======== Exercise text

The complete bus is named PCA[N..m], where N and m are the first and the last wire number of this bus. Thus if PCA has 20 members from 0 to 19, the complete bus is noted PCA[0..19]. A collection of signals like PCA0, PCA1, PCA2, WRITE, READ cannot be contained in a bus.

Connections between bus members

Pins connected between the same members of a bus must be connected by labels. It is not possible to connect a pin directly to a bus; this type of connection will be ignored by Eeschema.

In the example above, connections are made by the labels placed on wires connected to the pins. Bus entries (wire segments at 45 degrees) to buses are graphical only, and are not necessary to form logical connections.

In fact, using the repetition command (Insert key), connections can be very quickly made in the following way, if component pins are aligned in increasing order (a common case in practice on components such as memories, microprocessors…):

  • Place the first label (for example PCA0)

================

Reproduce the stretch of the bus passage above from "In fact, using" through "(for example PCA0)".

======== Given data

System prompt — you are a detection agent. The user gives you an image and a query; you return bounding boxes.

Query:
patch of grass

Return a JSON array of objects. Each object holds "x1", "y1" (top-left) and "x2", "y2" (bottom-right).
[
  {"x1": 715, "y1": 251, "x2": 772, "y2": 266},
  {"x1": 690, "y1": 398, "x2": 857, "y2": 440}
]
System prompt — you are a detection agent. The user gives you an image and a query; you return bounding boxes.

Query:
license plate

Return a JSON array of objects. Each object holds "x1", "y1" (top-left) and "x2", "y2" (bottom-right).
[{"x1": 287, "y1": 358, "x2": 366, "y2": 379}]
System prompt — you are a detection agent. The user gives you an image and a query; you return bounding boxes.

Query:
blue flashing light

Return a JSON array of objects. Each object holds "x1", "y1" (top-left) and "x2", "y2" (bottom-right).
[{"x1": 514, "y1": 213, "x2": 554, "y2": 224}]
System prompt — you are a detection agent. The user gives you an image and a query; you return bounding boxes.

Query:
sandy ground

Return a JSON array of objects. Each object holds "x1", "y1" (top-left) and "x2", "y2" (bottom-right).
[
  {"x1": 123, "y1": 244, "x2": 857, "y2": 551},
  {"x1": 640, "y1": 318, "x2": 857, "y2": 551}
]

================

● **Your solution**:
In fact, using the repetition command (Insert key), connections can be very quickly made in the following way, if component pins are aligned in increasing order (a common case in practice on components such as memories, microprocessors…):

  • Place the first label (for example PCA0)